--- Begin DATA FOR THIS TASK ---

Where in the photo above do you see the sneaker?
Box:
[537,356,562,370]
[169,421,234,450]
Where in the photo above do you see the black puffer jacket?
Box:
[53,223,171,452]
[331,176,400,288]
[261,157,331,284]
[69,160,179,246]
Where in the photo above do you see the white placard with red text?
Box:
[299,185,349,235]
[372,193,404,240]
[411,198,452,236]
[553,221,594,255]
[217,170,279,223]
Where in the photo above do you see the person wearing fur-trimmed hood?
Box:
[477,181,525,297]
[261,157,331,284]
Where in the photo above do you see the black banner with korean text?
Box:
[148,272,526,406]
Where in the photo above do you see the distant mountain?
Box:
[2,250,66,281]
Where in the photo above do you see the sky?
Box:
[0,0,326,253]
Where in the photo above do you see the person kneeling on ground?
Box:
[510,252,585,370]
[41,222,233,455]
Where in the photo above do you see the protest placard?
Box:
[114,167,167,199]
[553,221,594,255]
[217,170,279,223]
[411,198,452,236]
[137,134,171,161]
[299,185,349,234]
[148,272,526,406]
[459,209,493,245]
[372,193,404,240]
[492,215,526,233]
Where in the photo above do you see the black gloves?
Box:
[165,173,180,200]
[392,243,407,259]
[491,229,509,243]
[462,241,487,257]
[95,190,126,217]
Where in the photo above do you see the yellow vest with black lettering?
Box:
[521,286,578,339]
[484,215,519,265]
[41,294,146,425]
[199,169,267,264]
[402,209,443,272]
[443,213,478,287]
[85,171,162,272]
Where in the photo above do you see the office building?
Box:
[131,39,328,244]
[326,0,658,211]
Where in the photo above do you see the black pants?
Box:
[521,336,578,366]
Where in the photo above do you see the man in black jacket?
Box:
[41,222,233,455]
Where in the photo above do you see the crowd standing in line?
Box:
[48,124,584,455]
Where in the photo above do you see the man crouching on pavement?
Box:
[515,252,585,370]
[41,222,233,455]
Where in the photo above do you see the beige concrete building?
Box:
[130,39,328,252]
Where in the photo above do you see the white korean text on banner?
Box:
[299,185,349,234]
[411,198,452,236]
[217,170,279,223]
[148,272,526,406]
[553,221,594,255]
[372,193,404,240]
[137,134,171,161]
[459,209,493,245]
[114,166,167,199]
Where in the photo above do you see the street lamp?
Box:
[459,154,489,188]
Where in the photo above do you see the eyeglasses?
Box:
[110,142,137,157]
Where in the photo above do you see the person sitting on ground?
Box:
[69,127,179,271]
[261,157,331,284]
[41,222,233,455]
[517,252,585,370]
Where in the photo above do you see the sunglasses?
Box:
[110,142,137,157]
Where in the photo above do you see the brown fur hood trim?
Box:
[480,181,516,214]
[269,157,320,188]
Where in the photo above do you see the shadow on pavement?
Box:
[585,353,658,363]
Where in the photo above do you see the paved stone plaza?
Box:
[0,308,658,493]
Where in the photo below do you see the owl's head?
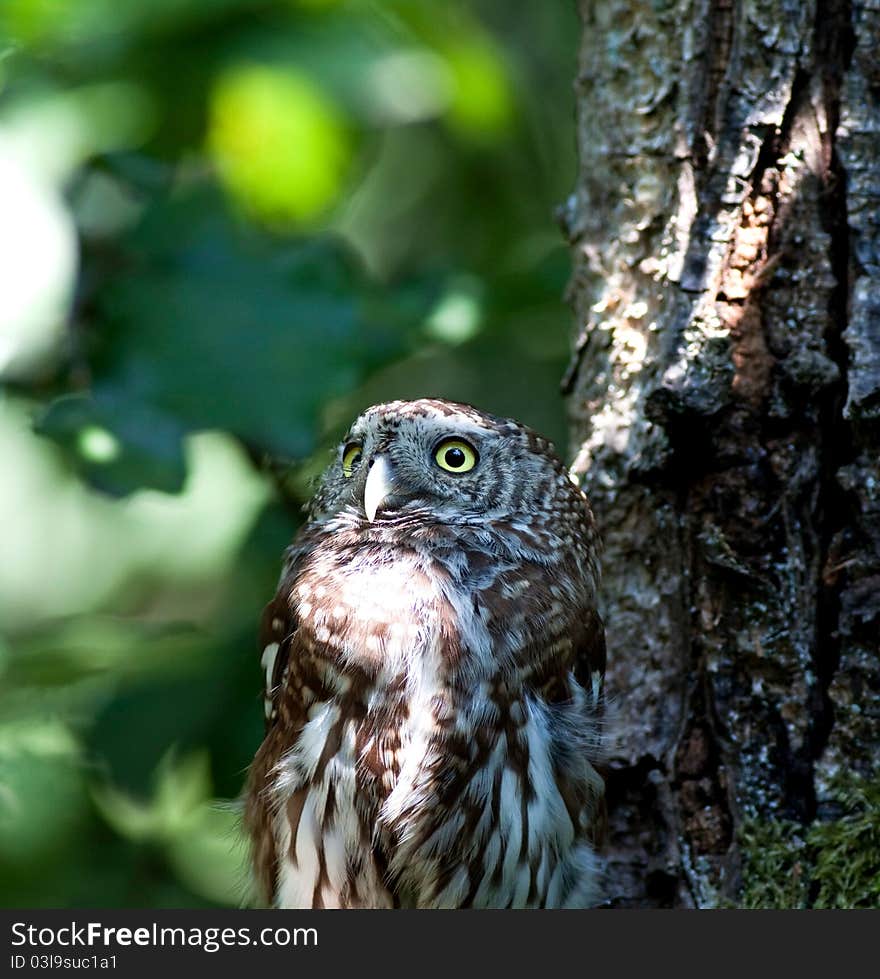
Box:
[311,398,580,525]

--- End DATA FOR THIS TASK ---
--- Begin DATA FOR THIS TASK ---

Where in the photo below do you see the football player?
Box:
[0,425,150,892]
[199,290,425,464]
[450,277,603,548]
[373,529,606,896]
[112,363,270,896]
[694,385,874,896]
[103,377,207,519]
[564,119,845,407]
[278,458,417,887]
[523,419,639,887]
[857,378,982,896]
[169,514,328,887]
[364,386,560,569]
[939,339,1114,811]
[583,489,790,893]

--- End DATA FOR THIS TASK ---

[TASK DIRECTIONS] Return, verbatim, the stretch of the material above from the line containing "Where in the photo above do you see the crowd" through the line containing "[269,157,320,188]", both ends included.

[FINAL ANSWER]
Where in the photo above do you see the crowd standing in line?
Box:
[48,124,584,455]
Where in the photo above do you see the man crouching on pavement?
Box:
[515,252,585,370]
[41,222,233,455]
Where in the photo above do you see the beige concrete building?
Box:
[130,39,328,252]
Where in the photo above do you see the white korean text on banner?
Box:
[299,185,349,234]
[411,198,452,236]
[217,170,279,223]
[148,272,526,406]
[553,221,594,255]
[372,193,404,240]
[137,134,171,161]
[459,209,493,245]
[114,166,167,199]
Where in the photo above do you see the street lamp?
Box:
[459,154,489,188]
Where in the photo above do you see the eyeglasses?
Box:
[110,142,137,157]
Where in the photo above do you see the person sitting on ground?
Box:
[69,127,179,271]
[261,157,331,284]
[41,222,233,455]
[517,252,585,370]
Where in the photo above do you see the sunglasses?
Box:
[110,142,137,157]
Where in the photo above do you see the brown fur hood trim?
Box:
[480,181,516,214]
[269,157,320,188]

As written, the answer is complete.